::: Selected excerpt

She relinquished her right to privacy when she knowingly became a very public trophy wife. And she quickly demonstrated she was wiling to lie and grift as much as her husband. The only exemplary thing she might have done was to be a good mother to Baron, and we don’t yet know whether she was or not. He might prove to be a model citizen, the next generation of grifter, or a budding serial killer.
Vince
I’m sure you feel the same way about Hillary or Michele? Ha. Hypocrite.
CNY1983
oh heres ‘one more thing’ for you: they burned a statue of her in her own country.
the end.
Tendentious D
Forget it.
Nothing like a bitchy gay for dishing insults.
Everyone knows she was the classiest, best dressed, most beautiful and most accomplished First Lady ever.
She speaks 6 or seven more languages than pretty much all of us here and being married to the enigmatic lightning rod that is The Donald is a rare accomplishment in and of itself.
Trump has tons of gay friends and employees…not that that ought to matter but in this day and age of bogus narratives and sjw divisiveness, you ain’t gettin’ away with it on my watch.
Envy is so declassé.
They’ll never change. ?
ffxv
Melania in this series! omg. Soooo watchable.
Opening scene of season 2:
Picture a dimly lit strip club, at 2:30 pm on a Tuesday. Glitter purple coverings with strips of Gray and brown paint line the walls. A buffet of pigs in a blanket, swedish meatballs and half eaten fruit with flies on it near the door.
A woman wearing red loungerie walks on stage and begins to gyrate around a metal pole.
PREZ himself 45/future47: OMG who is that! Shes beautiful! I need to cheat on my 2nd wife with her.
Don Jr: Thats Lizzy Latex. Shes the hottest B team girl here.
PREZ: Not her! The one off to the side finger painting on the walls.
Don Jr: Oh her? Thats Melania Knauss. The interior decorator they hired. She swore up and down she knew what she was doing. I hear shes from Slovenia.
PREZ: I must have her…to serve me pigs in a blanket.

::::::
::: Given information

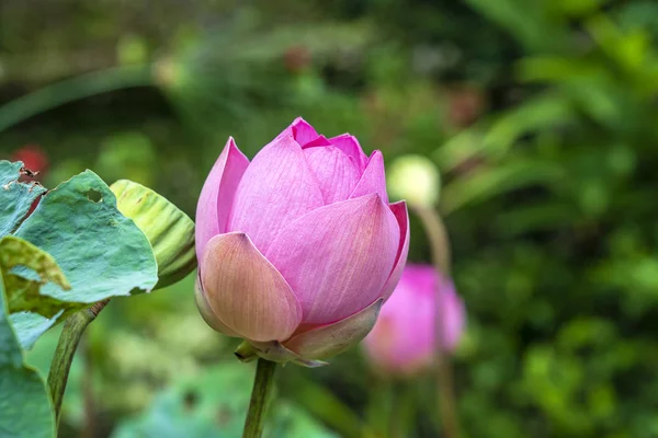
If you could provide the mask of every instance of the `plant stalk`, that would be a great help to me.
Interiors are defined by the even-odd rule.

::::::

__Task statement__.
Answer these questions about the comment thread:
(a) According to the comment by CNY1983, what was burned in her own country?
(b) At what time and on what day is the imagined opening scene of season 2 set?
(c) In that scene, what job does Don Jr. say Melania Knauss was hired to do?

__Finished exercise__.
(a) A statue of her.
(b) At 2:30 pm on a Tuesday.
(c) Interior decorator.